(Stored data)
------------------------------
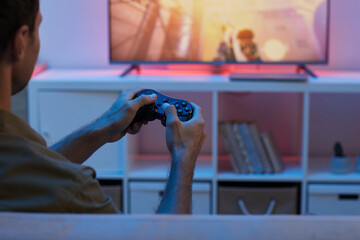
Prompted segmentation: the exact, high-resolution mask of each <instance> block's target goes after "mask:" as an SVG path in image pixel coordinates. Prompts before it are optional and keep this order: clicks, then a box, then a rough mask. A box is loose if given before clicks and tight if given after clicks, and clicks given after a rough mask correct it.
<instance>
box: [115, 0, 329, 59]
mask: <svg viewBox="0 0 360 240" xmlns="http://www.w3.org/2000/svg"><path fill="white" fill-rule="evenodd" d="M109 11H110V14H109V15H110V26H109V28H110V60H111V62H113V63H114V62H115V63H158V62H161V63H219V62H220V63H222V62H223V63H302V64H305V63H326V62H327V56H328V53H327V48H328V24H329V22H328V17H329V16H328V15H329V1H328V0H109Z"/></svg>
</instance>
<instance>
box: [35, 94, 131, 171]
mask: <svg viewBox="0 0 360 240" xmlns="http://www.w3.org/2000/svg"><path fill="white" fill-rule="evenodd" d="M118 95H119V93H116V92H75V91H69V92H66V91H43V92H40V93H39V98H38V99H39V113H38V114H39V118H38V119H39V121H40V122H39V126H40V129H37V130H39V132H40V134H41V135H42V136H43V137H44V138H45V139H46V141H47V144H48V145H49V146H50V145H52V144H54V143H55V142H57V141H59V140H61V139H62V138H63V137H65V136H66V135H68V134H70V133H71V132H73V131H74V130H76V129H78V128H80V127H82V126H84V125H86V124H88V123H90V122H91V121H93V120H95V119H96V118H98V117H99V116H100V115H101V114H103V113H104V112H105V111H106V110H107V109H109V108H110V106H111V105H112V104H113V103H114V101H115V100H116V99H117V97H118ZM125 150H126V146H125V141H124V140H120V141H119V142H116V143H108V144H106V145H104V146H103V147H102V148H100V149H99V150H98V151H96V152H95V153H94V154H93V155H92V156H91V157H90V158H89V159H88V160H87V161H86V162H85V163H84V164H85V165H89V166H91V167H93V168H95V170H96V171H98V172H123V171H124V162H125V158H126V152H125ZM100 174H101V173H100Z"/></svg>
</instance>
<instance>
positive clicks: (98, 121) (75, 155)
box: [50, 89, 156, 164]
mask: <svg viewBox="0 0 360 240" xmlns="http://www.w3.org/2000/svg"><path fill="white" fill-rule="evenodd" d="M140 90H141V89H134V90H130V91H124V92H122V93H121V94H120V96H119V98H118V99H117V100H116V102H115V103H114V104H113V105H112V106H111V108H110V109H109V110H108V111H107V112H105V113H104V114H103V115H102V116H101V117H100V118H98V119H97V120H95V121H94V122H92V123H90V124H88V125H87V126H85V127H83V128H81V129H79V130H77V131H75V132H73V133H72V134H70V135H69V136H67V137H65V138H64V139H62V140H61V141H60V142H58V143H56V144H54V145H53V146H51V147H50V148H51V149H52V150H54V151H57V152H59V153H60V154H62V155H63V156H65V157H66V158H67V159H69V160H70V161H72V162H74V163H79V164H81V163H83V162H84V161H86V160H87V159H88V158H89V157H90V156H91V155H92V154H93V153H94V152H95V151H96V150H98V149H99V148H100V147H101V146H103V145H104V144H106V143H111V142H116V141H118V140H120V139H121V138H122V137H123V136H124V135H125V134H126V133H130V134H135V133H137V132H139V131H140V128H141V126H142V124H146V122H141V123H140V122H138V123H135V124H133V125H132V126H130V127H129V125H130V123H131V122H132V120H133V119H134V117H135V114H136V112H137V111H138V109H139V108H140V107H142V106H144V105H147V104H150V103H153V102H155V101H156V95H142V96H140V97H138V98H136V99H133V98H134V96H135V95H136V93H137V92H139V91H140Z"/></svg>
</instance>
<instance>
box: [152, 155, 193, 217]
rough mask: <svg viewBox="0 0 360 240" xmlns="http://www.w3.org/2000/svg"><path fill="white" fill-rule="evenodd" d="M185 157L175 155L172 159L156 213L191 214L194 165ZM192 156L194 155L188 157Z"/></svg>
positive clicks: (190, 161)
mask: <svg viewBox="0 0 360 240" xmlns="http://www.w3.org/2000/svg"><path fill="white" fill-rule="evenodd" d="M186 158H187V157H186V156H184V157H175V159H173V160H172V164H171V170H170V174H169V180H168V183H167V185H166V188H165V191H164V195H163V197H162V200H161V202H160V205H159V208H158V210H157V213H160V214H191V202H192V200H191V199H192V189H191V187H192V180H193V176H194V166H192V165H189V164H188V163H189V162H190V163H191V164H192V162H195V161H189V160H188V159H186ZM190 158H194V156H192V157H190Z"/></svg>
------------------------------
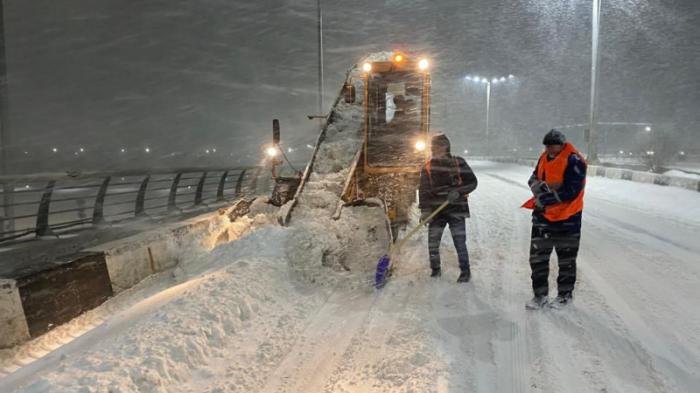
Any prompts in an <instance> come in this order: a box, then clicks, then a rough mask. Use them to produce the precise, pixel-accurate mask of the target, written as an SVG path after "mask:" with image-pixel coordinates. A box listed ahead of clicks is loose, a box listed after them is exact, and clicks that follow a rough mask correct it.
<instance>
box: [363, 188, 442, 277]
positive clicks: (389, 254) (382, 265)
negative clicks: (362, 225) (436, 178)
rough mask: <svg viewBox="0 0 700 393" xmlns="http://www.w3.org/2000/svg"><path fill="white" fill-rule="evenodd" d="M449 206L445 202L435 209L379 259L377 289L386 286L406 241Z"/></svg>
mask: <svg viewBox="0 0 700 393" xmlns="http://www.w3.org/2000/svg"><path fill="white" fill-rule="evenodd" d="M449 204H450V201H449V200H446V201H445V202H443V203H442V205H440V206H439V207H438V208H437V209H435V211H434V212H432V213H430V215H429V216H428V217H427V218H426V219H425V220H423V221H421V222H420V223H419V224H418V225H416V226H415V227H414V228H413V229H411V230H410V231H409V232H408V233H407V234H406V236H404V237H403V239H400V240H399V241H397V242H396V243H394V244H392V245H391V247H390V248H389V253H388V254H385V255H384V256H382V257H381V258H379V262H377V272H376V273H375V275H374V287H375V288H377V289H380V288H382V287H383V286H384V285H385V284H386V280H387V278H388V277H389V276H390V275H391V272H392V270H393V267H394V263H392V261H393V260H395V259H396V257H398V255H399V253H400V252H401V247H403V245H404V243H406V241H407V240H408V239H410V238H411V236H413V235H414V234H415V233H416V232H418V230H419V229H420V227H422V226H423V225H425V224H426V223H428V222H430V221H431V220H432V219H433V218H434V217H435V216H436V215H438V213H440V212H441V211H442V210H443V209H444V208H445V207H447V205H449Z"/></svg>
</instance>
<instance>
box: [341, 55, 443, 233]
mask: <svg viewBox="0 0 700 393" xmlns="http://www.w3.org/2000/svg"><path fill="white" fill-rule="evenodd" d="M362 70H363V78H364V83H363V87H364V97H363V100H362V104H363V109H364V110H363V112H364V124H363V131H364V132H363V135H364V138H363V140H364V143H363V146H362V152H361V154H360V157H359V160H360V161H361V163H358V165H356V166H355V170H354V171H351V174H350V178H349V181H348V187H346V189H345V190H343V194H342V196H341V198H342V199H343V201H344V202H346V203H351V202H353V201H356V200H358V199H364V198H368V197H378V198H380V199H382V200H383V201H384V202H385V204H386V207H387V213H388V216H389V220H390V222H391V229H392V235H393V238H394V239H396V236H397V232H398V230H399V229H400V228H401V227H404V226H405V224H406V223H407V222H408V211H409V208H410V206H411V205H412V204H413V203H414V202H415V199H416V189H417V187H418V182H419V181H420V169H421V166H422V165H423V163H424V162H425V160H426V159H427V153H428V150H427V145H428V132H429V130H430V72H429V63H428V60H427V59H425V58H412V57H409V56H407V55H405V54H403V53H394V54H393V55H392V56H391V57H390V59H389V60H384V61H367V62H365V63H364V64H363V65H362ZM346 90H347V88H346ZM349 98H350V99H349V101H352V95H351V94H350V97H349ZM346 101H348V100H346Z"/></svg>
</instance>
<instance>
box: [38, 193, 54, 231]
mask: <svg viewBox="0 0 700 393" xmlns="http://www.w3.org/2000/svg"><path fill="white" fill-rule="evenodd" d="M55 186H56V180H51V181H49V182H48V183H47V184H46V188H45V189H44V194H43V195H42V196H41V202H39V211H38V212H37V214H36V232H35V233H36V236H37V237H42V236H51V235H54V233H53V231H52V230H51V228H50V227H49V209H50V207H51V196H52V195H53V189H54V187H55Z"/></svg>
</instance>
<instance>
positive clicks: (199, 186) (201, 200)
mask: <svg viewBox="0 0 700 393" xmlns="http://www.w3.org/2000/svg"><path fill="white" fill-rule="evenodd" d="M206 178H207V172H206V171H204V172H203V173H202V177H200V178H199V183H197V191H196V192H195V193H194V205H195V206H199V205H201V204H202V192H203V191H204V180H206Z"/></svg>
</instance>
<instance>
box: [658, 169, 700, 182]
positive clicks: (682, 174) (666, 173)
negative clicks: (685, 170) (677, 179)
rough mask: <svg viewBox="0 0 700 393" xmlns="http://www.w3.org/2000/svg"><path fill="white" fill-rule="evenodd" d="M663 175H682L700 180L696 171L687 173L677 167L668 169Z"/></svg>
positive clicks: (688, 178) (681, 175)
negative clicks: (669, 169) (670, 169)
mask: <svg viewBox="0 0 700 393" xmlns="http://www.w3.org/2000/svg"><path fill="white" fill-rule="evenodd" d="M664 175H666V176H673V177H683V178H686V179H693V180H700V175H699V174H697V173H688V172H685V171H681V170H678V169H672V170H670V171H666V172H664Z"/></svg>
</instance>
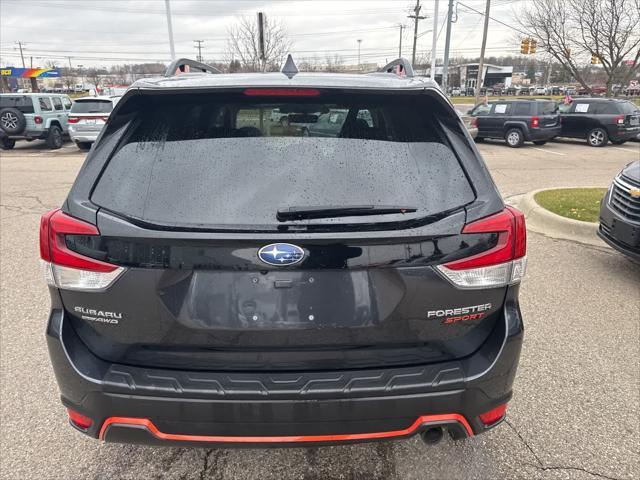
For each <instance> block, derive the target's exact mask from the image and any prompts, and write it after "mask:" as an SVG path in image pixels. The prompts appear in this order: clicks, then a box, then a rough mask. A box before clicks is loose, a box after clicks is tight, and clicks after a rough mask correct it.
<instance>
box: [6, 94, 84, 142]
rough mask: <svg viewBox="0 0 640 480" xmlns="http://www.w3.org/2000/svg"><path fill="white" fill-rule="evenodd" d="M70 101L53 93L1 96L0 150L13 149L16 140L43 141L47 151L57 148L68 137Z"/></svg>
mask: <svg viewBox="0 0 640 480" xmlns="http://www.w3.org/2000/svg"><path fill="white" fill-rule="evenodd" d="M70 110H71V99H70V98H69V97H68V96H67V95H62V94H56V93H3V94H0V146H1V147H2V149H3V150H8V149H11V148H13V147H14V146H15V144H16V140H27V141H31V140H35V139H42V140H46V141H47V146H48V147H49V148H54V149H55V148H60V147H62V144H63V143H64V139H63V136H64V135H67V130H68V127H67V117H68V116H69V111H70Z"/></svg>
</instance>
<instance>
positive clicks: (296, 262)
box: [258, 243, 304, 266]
------------------------------
What you are asked to do » Copy out word for word the lines from the one containing "Prompted segmentation: the" to the one containing "box: [115, 0, 329, 59]", with both of those lines included.

Written response »
Prompted segmentation: the exact, high-resolution mask of each <instance> block's target goes after "mask:" as an SVG path in image pixel coordinates. Prompts before it are optional and keep this order: clicks, then a box, then a rough mask. A box is loose if given before clicks and tight if given after clicks, and clicks given after a rough mask correct it.
<instance>
box: [115, 0, 329, 59]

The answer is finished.